Rewrite the passage on pop songs below from "First off, Dave, you’d" up to and including "the eighteenth century!", changing "choreography" to "dance moves".

**Exercise passage:**
§ §

4. Janet Jackson, “If.”
First off, Dave, you’d love this video, which highlights the discontinuous, mediated nature of perception and, also, the sickest, most sinuous choreography you’ve ever seen. Ms. Jackson at her finest. Second off, you know how you’re credited for originating all the philosophical conversations we have today about counterfactual theories of causation, but how what you said was so tantalizingly brief? Viz., “if the first object had not been, the second never had existed.” (1748, Enquiry Concerning Human Understanding, Section VII). Just imagine how you might have dilated upon these lyrics if Jackson’s song had been around in the eighteenth century!
If I was your woman
The things I’d do to you
But I’m not
So I can’t
Then I won’t
But
If I was your girl.
But it wasn’t
So you couldn’t
And you didn’t. Oh well.

5. Fine Young Cannibals, “I’m Not the Man I Used to Be.”
This one’s pretty straightforward. “But it’s plain to see / I’m not the man I used to be,” croons Roland Gift, lead singer and finest of the Young Cannibals, who has clearly cottoned onto the fact that he is “nothing but a bundle or collection of different perceptions, which succeed each other with an inconceivable rapidity, and are in a perpetual flux and movement,” and so “The identity, which we ascribe to the mind of man, is only a fictitious one” (Treatise, Book 1, Part 4, Section 6). “Wonder what I’m thinking / Wonder why I’m drinking”? Well, it’s obvious why: the intense view of these manifold contradictions and imperfections in human reason has so wrought upon him, and heated his brain, that he is ready to reject all belief and reasoning. And that’s why he’s drinking, because reason is incapable of dispelling these clouds. He should hang in there and have a bite to eat and ideally play a game of backgammon, right Dave?
6. Stevie Wonder, “Superstition.”

§ §

**Material shown:**
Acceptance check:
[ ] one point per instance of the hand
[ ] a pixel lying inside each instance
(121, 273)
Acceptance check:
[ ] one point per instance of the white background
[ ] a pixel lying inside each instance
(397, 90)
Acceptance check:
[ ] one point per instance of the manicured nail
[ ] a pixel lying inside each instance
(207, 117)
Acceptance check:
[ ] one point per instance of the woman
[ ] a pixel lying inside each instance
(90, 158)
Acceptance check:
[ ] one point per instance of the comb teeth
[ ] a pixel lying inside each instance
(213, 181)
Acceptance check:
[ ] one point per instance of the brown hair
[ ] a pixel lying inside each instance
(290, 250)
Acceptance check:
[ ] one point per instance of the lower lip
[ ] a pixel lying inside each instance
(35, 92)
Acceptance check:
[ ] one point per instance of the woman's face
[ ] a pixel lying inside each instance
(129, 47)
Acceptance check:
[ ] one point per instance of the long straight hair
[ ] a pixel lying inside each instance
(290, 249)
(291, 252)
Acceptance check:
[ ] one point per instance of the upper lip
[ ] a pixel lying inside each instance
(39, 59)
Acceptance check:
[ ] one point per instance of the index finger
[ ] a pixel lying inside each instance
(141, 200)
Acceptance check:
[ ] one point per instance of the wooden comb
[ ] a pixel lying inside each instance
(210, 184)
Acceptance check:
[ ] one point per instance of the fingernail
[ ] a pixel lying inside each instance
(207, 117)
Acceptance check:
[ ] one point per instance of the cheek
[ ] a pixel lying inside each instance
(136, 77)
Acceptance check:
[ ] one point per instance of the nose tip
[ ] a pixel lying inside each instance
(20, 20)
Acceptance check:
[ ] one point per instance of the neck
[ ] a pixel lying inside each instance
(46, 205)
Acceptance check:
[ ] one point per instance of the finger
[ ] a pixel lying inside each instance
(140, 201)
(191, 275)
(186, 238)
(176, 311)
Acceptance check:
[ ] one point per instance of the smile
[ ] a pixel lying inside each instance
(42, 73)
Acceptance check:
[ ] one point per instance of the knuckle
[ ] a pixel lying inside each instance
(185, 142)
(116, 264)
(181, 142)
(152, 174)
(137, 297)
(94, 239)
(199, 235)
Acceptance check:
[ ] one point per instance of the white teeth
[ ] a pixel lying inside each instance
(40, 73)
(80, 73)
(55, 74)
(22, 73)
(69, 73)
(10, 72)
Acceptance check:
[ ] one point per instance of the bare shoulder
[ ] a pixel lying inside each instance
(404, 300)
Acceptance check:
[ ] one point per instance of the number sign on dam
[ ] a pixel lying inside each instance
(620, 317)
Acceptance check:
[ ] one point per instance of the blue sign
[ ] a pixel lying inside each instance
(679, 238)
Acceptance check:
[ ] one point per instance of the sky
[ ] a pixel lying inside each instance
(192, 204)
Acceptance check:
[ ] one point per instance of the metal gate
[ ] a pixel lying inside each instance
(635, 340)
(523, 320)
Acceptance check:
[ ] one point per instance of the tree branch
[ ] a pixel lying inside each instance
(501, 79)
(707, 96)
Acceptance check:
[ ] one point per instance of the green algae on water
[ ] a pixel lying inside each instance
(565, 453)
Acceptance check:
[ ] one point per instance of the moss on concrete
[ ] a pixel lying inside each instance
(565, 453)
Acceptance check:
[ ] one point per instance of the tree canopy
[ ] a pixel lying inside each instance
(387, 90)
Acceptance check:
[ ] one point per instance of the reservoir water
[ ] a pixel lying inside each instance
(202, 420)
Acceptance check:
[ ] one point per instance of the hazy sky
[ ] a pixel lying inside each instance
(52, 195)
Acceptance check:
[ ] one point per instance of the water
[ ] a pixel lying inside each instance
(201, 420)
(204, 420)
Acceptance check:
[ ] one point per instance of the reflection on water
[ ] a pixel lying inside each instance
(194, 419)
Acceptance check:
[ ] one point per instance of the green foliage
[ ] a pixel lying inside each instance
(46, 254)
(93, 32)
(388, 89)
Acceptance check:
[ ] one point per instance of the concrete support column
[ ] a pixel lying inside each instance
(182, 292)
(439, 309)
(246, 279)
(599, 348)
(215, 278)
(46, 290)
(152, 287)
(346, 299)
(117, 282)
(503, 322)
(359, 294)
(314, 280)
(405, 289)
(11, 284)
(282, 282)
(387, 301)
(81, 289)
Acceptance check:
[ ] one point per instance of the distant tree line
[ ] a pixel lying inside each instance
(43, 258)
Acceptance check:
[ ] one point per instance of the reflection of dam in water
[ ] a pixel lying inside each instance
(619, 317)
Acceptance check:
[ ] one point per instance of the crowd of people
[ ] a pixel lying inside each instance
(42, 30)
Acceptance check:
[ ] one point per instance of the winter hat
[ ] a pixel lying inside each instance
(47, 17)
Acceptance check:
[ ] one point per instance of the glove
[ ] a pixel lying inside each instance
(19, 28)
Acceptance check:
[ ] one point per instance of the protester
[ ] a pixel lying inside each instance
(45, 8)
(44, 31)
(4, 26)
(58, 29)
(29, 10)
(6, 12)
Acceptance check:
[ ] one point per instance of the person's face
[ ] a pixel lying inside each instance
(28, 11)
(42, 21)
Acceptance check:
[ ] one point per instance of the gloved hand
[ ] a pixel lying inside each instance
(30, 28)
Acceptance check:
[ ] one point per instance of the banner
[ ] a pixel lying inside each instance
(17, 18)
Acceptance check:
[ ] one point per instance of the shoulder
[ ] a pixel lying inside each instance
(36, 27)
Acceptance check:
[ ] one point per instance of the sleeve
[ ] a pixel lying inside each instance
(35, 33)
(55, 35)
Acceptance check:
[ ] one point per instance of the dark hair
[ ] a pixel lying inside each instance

§ §

**Exercise result:**
First off, Dave, you’d love this video, which highlights the discontinuous, mediated nature of perception and, also, the sickest, most sinuous dance moves you’ve ever seen. Ms. Jackson at her finest. Second off, you know how you’re credited for originating all the philosophical conversations we have today about counterfactual theories of causation, but how what you said was so tantalizingly brief? Viz., “if the first object had not been, the second never had existed.” (1748, Enquiry Concerning Human Understanding, Section VII). Just imagine how you might have dilated upon these lyrics if Jackson’s song had been around in the eighteenth century!